Barnaby sounds as if he’s channelling John Howard’s aspirational voter. As Sean Hosking writes in New Matilda

Aspirationals were said to be upwardly mobile, independent, hard-working battlers bereft of the egalitarian character, welfare dependence and class based political identifications of the traditional Australian working class battler. As such they represented an attempt to shoehorn the values of the free market and political right onto the Australian working class.

It’s not the rip-snorting, water rorting or the pork barrel or even the mongrel land at Gwabegar he still swears he didn’t know had gas reserves, or his spruiking for Santos. Nor is it the $10 billion boondoggle of his Inland Rail Project, a white elephant even Treasury experts tell him will never turn a cent of profit. In the end Barnaby’s been stitched up by his party’s senior partners, The Liberals, leaking scandal after scandal to the Daily Telegraph.

Ironies abound but in the end True blue, bull-dust Barnaby, aka “The Red Octopus” may be finally felled by Catherine Marriott who lodges a “serious” sexual harassment complaint against him with National Party President Larry Anthony, scion of the powerful bush newspaper family and son on Nationals MP, Doug Anthony.

Larry  Anthony who lobbied for the $1.2 billion Shenhua Watermark coal mine is still listed as a Director of the firm SAS Consulting Group, which counts the Chinese state-owned Shenhua group among its client list. Financial institution Indue Limited, which operates the Government’s cashless welfare card, is also a client.

How will the show end? It never ends. For Malcolm Turnbull, however, there is a chance to reset his special, secret relationship with the Nationals whereby he surrenders any right to independence and swears to follow a Tony Abbott hard right political agenda. So far all his public comments suggests he won’t rock the boat.

Turnbull’s government desperately needs the Nationals’ co-operation and that vital vote of Barnaby’s. But that can no longer be counted upon. Joyce did cross the floor thirty-eight times under Howard. Nor can Joyce be counted on to remain in politics. A lucrative job in mining may well be Barnaby’s new career. He can still wave cheerio to the battlers as he fracks their land and pollutes the local water supply to obtain gas to warm the atmosphere.

**Extracted entries**

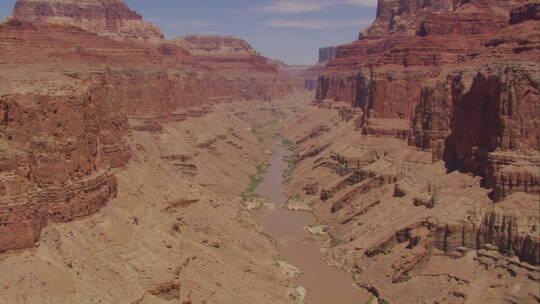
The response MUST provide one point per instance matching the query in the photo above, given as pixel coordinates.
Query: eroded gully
(324, 284)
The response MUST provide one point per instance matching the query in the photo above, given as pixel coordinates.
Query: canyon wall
(327, 53)
(429, 175)
(113, 19)
(413, 61)
(68, 107)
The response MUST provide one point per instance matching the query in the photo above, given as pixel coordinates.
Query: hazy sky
(288, 30)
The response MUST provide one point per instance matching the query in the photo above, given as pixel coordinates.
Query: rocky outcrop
(459, 83)
(215, 45)
(113, 19)
(327, 53)
(67, 108)
(54, 166)
(406, 89)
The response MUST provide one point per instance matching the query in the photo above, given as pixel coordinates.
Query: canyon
(125, 158)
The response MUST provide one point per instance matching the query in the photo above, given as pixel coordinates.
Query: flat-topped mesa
(225, 54)
(215, 45)
(112, 18)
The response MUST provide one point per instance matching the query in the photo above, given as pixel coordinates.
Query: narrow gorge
(401, 168)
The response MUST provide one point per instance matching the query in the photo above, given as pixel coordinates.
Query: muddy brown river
(324, 284)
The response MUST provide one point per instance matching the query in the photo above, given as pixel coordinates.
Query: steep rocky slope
(421, 153)
(113, 19)
(91, 180)
(327, 53)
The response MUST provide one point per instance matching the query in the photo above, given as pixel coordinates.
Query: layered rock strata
(113, 19)
(437, 180)
(418, 81)
(68, 107)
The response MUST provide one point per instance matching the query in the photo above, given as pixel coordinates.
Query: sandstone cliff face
(327, 54)
(402, 75)
(68, 107)
(113, 19)
(215, 45)
(458, 81)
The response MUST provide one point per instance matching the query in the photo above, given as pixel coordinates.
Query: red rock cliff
(457, 78)
(109, 18)
(67, 108)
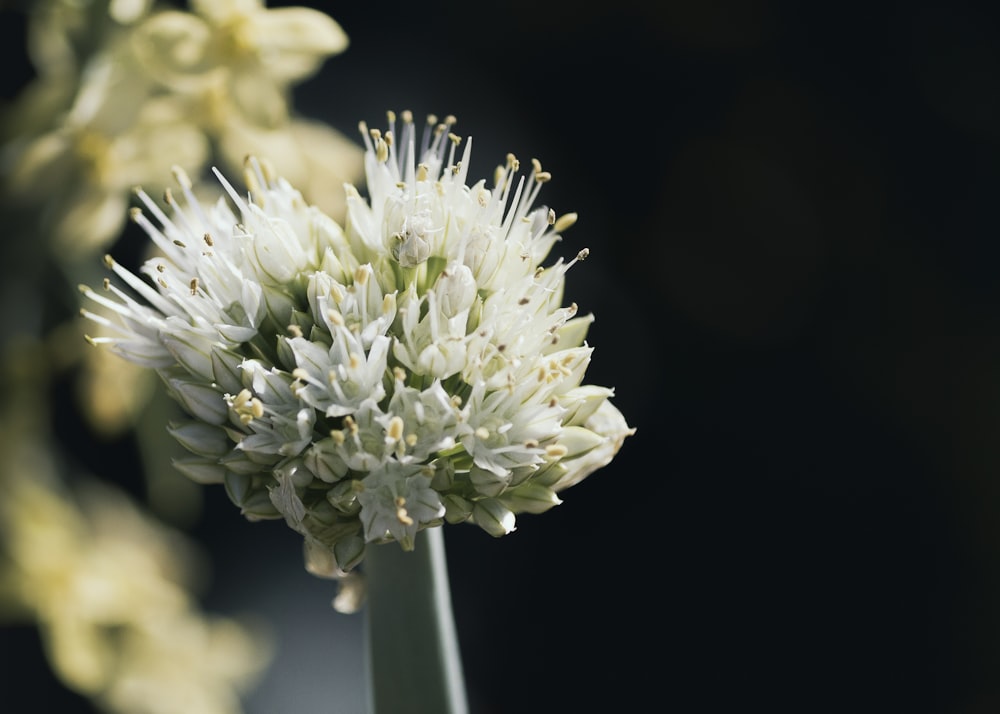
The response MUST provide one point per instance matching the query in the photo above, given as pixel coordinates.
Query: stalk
(412, 654)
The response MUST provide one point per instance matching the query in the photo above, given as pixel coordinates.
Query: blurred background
(791, 211)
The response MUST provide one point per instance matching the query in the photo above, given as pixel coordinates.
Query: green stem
(413, 659)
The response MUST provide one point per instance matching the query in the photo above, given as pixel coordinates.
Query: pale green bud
(203, 471)
(493, 517)
(530, 498)
(199, 400)
(201, 438)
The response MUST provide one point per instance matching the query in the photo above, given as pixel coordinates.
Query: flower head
(364, 382)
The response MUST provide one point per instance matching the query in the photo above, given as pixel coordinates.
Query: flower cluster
(414, 367)
(123, 90)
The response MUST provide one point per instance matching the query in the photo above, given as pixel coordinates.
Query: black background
(791, 212)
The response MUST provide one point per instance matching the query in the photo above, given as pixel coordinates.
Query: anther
(564, 222)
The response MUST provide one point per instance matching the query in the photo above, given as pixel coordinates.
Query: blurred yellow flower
(110, 591)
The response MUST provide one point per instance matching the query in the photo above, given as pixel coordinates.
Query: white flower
(414, 367)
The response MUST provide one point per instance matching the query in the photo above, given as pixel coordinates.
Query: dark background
(792, 216)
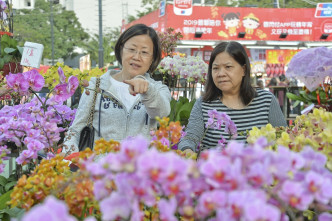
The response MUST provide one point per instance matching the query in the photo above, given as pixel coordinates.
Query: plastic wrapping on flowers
(191, 68)
(311, 66)
(52, 78)
(35, 126)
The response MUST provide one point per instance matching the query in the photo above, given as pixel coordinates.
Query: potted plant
(10, 55)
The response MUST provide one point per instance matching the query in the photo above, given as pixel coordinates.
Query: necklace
(238, 105)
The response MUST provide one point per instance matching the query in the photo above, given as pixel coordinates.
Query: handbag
(88, 132)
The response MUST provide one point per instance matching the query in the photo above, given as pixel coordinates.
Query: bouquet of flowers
(5, 11)
(168, 40)
(314, 68)
(191, 68)
(35, 125)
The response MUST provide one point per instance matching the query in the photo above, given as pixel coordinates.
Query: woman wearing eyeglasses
(129, 100)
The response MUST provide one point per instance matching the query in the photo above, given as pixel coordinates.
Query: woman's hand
(137, 86)
(188, 152)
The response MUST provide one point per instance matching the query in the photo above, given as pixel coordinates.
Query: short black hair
(135, 30)
(236, 51)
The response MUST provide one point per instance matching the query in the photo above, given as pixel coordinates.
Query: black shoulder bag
(88, 132)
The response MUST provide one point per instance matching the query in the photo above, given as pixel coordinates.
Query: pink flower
(117, 206)
(36, 81)
(62, 76)
(295, 195)
(17, 82)
(211, 201)
(72, 85)
(319, 186)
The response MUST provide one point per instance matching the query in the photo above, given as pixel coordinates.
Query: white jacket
(112, 119)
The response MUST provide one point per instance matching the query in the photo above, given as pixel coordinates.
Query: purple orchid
(51, 209)
(311, 66)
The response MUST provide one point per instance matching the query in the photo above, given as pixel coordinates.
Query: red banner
(280, 56)
(224, 23)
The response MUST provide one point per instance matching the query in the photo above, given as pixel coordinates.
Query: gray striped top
(263, 109)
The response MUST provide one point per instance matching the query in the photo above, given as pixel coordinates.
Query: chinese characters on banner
(32, 54)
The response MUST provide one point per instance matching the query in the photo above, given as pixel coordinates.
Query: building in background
(30, 4)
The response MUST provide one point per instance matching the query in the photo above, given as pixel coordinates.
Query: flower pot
(6, 33)
(12, 67)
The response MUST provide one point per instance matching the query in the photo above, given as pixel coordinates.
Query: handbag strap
(92, 108)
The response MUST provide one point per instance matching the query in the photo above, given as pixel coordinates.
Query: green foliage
(6, 188)
(9, 214)
(308, 97)
(109, 40)
(270, 3)
(34, 26)
(10, 51)
(181, 109)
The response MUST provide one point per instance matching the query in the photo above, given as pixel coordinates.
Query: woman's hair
(236, 51)
(135, 30)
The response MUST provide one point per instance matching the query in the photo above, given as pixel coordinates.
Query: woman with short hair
(129, 100)
(228, 89)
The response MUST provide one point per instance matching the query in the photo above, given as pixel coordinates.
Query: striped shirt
(263, 109)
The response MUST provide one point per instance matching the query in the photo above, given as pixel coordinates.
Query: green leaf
(309, 214)
(4, 199)
(10, 185)
(296, 103)
(14, 212)
(295, 97)
(3, 180)
(9, 50)
(20, 49)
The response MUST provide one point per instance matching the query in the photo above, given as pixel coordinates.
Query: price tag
(32, 54)
(308, 109)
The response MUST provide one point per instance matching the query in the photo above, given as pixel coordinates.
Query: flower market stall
(280, 174)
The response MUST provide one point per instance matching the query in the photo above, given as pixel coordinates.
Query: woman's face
(227, 73)
(137, 55)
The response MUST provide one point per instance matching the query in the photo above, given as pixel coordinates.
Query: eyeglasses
(143, 54)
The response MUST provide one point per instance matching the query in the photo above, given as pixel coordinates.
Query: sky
(87, 12)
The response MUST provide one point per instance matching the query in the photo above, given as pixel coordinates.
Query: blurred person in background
(129, 100)
(228, 89)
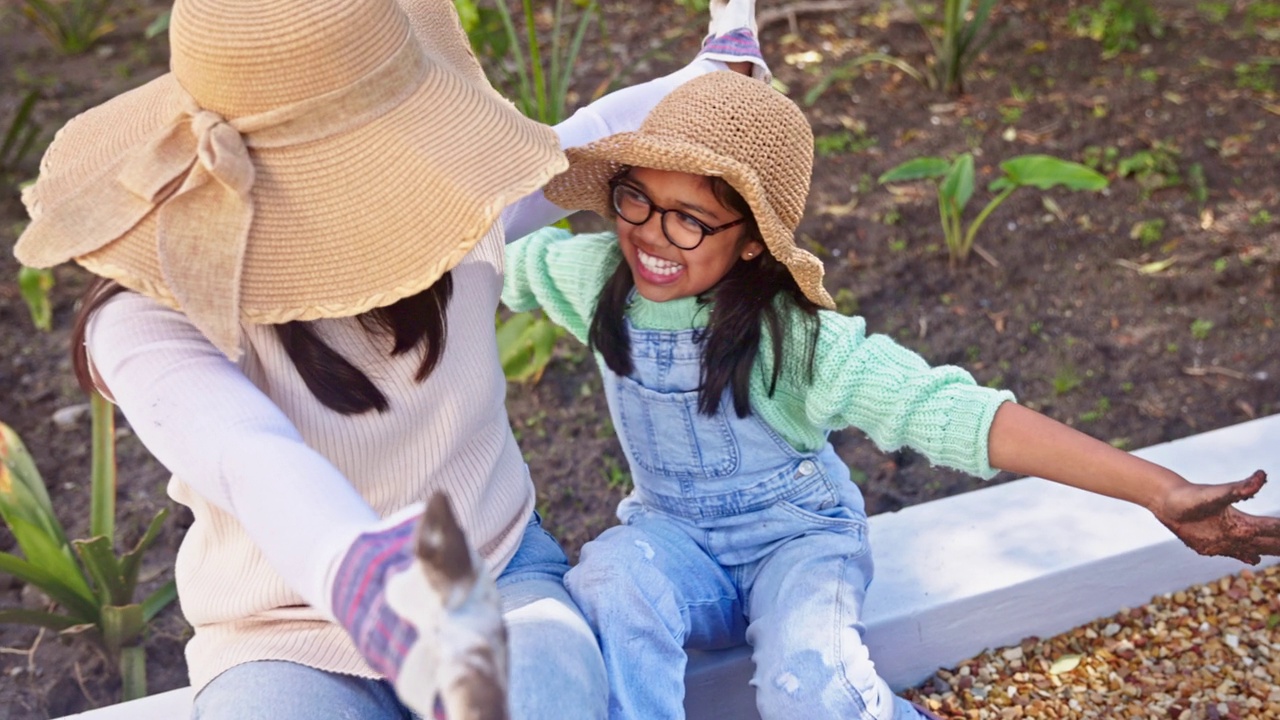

**Instructions**
1. In the Barnaby Joyce piece, who received Catherine Marriott's sexual harassment complaint?
2. Please reproduce the stretch of the Barnaby Joyce piece from "Larry  Anthony who" through "also a client." word for word.
Rely on the Barnaby Joyce piece alone, not the material.

**Answers for the exercise**
1. National Party President Larry Anthony.

2.
Larry  Anthony who lobbied for the $1.2 billion Shenhua Watermark coal mine is still listed as a Director of the firm SAS Consulting Group, which counts the Chinese state-owned Shenhua group among its client list. Financial institution Indue Limited, which operates the Government’s cashless welfare card, is also a client.